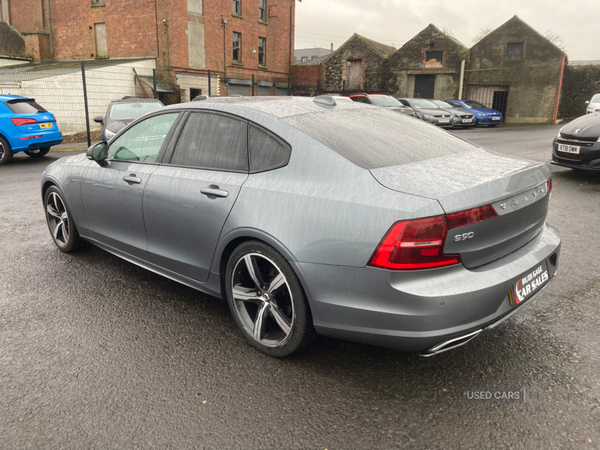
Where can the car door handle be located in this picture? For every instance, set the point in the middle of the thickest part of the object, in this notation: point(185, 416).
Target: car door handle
point(132, 179)
point(214, 191)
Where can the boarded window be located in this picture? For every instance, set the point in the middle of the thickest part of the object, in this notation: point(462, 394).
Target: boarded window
point(434, 59)
point(237, 42)
point(213, 141)
point(101, 46)
point(237, 7)
point(514, 51)
point(262, 51)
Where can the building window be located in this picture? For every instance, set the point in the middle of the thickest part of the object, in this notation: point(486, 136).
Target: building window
point(101, 45)
point(237, 44)
point(237, 7)
point(514, 52)
point(262, 51)
point(434, 59)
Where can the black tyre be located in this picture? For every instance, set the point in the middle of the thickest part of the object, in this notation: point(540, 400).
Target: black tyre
point(6, 152)
point(60, 222)
point(267, 301)
point(38, 152)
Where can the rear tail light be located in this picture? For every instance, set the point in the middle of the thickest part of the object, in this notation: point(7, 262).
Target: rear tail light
point(19, 122)
point(413, 245)
point(30, 137)
point(419, 244)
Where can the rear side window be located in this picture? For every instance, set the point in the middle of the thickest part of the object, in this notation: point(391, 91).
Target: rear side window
point(24, 107)
point(213, 141)
point(373, 137)
point(267, 152)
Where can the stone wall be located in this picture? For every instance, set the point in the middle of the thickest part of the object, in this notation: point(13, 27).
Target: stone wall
point(580, 83)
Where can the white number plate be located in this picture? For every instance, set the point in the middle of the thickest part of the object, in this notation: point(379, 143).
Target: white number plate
point(568, 148)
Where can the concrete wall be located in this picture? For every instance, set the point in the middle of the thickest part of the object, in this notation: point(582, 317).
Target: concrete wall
point(402, 67)
point(62, 93)
point(533, 81)
point(580, 83)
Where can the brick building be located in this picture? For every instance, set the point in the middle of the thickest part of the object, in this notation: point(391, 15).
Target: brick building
point(188, 38)
point(427, 66)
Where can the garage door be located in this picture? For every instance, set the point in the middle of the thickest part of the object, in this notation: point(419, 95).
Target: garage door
point(238, 89)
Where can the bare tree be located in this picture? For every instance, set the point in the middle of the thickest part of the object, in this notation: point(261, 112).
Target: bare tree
point(556, 39)
point(483, 32)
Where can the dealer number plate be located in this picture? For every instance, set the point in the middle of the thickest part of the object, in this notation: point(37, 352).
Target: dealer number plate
point(530, 283)
point(568, 148)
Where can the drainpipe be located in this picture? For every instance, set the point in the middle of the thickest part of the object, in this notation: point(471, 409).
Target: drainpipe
point(462, 78)
point(562, 71)
point(50, 29)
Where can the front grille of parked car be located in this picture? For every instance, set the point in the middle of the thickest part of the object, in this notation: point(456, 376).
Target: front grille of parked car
point(572, 156)
point(578, 143)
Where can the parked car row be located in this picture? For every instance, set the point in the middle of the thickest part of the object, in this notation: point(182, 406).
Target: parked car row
point(445, 114)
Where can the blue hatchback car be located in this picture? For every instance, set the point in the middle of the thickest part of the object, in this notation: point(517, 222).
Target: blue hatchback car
point(25, 127)
point(483, 114)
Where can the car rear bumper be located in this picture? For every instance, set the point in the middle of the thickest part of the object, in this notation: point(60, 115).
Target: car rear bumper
point(417, 311)
point(587, 159)
point(46, 139)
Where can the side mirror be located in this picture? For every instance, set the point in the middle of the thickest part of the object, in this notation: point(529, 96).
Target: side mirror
point(98, 153)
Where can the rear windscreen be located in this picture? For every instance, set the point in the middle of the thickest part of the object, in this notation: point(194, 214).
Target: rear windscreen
point(374, 138)
point(24, 106)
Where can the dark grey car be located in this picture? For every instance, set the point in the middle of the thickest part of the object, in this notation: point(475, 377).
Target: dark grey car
point(316, 215)
point(429, 112)
point(460, 116)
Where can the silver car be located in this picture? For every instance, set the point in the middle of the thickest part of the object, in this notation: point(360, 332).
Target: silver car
point(316, 215)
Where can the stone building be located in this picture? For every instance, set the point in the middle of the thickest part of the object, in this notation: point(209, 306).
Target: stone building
point(355, 66)
point(518, 71)
point(427, 66)
point(187, 38)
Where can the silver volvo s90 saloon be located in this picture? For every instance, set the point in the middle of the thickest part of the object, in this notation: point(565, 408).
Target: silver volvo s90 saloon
point(316, 216)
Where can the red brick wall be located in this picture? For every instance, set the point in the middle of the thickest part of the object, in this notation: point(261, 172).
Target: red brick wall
point(130, 28)
point(27, 16)
point(277, 32)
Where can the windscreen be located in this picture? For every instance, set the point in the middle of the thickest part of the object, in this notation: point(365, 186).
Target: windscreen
point(473, 104)
point(24, 107)
point(419, 103)
point(131, 111)
point(443, 104)
point(384, 101)
point(375, 138)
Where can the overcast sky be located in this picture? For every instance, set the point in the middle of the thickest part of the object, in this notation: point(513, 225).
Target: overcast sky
point(393, 22)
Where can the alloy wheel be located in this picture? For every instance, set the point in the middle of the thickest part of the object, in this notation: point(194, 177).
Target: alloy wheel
point(58, 219)
point(263, 299)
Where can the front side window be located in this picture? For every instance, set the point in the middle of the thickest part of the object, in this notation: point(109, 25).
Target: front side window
point(514, 52)
point(213, 141)
point(237, 7)
point(237, 43)
point(262, 51)
point(143, 141)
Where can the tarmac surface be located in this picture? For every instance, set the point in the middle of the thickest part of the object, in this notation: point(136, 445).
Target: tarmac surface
point(98, 353)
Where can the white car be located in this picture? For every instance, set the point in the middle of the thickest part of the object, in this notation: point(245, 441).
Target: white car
point(593, 104)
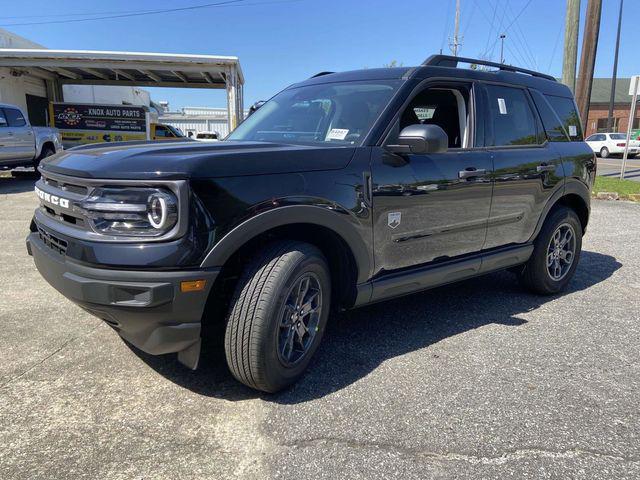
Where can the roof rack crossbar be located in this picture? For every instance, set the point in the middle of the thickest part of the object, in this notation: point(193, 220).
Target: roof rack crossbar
point(452, 62)
point(320, 74)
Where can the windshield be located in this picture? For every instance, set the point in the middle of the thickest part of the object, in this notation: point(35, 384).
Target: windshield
point(327, 114)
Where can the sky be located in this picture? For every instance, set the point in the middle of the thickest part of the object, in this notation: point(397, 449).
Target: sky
point(280, 42)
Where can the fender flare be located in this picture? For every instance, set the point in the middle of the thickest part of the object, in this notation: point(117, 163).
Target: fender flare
point(341, 222)
point(570, 187)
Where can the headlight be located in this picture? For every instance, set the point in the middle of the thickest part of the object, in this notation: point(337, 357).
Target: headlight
point(136, 212)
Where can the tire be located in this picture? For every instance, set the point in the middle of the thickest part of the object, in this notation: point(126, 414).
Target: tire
point(265, 346)
point(545, 279)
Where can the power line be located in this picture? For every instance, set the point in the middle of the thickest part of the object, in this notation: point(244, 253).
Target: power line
point(555, 46)
point(129, 14)
point(521, 38)
point(493, 19)
point(510, 24)
point(446, 24)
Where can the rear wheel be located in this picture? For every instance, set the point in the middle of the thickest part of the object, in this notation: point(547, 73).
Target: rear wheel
point(556, 253)
point(278, 315)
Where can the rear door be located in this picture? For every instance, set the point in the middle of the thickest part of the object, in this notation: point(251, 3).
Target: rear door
point(527, 168)
point(23, 140)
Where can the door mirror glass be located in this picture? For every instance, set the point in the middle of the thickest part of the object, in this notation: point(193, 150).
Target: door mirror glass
point(421, 139)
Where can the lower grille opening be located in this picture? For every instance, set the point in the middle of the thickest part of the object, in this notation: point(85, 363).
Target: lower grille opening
point(52, 241)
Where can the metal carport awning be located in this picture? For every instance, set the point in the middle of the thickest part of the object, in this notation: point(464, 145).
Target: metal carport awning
point(88, 67)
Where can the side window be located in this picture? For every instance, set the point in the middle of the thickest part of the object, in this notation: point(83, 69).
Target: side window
point(444, 106)
point(552, 124)
point(566, 110)
point(161, 132)
point(513, 120)
point(15, 117)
*-*-*
**TO BE DONE:** Locate "Where can the door" in the material, then quote the line that contains it and all lines after it through the final one.

**PROBLEM SOLUTION:**
Where can the door mirror glass be located in this picture? For every instance, set the point in the middle of the thickest part of the object, in this notation: point(193, 150).
Target: door mirror glass
point(421, 139)
Where can the lower grille opening be located in this picture? For every instance, set the point in the middle of the thickest part of the object, in this notation: point(85, 363).
Target: lower grille opening
point(52, 241)
Where can the metal carport awning be located in this picture? For every instance, set the point in the middle of the thickest part of the object, in this notation: point(464, 145).
Target: metal carport awning
point(88, 67)
Where can the side window be located in this picture? For every instance, set the point in the middle of the thickest part of the object, in this notation: point(83, 69).
Target: side window
point(444, 106)
point(552, 124)
point(566, 110)
point(161, 132)
point(513, 120)
point(15, 117)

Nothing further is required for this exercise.